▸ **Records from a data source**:
Start of Block
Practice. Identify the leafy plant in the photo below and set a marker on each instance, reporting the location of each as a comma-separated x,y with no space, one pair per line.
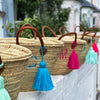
8,27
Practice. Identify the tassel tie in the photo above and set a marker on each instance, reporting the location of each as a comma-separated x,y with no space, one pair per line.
91,56
43,80
73,62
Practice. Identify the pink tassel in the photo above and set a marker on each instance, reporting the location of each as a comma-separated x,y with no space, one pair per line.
65,54
60,55
95,48
73,62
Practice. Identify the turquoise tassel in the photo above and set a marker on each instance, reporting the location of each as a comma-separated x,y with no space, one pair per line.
43,80
3,92
91,56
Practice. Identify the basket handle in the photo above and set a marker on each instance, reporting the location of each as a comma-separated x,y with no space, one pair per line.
79,27
34,29
1,65
25,25
86,32
75,41
44,27
63,28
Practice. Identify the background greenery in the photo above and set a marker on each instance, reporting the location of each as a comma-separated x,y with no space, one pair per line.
40,13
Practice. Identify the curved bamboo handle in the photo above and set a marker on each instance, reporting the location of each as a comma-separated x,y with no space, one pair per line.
69,34
25,25
44,27
63,28
74,43
79,27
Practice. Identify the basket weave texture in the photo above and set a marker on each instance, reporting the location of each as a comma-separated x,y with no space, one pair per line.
15,59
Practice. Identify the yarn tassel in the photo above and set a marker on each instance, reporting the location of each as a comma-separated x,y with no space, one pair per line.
91,56
73,62
43,80
95,47
3,92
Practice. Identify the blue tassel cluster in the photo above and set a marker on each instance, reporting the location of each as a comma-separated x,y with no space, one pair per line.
91,57
43,80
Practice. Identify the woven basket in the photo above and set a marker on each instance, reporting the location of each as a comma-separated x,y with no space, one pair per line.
15,59
61,65
87,37
34,45
89,32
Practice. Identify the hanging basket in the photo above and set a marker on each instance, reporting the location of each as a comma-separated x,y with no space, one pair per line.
61,65
91,32
87,38
15,59
53,49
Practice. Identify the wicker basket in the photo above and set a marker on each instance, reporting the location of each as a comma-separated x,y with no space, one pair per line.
53,48
15,59
91,32
61,64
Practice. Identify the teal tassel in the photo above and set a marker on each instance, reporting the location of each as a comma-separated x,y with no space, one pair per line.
3,92
91,56
43,80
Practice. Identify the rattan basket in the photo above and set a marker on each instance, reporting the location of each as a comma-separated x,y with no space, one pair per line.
53,49
91,32
61,65
15,59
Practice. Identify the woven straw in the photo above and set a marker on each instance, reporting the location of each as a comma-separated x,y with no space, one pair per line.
15,59
53,49
88,45
61,64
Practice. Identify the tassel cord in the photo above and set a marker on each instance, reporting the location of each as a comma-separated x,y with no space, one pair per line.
91,42
42,48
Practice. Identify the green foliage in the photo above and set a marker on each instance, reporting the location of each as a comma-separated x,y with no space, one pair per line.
51,14
28,6
8,27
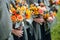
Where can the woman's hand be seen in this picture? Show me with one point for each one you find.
(39, 20)
(18, 33)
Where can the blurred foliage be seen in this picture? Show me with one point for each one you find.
(55, 30)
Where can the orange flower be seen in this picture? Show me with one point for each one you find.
(13, 18)
(20, 18)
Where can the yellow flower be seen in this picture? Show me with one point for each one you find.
(54, 13)
(28, 14)
(18, 8)
(23, 8)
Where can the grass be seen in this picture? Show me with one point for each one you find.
(55, 31)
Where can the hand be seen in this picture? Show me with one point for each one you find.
End of Block
▸ **Problem to solve**: Output, exactly and with no other text, the line that contains "Where can the woman's" and all lines from there to the end of the records.

▸ **Exercise output**:
Where can the woman's hand be seen in this picture? Show me with one point for each one you find.
(39, 20)
(18, 33)
Where can the blurred foliage be seen in this picture? Show me with one point for each one you find.
(55, 30)
Where can the orange flower be seen in this picture? Show me with one point for each one you find.
(13, 18)
(20, 18)
Where can the yellow flower be seen in this picture? Show me with one point for each one you find.
(54, 13)
(28, 14)
(18, 8)
(23, 8)
Where can the grass be seen in this picture? Show me with one point for each one you find.
(55, 31)
Where can the hand be seen in this picture? Show me with one point for each one you find.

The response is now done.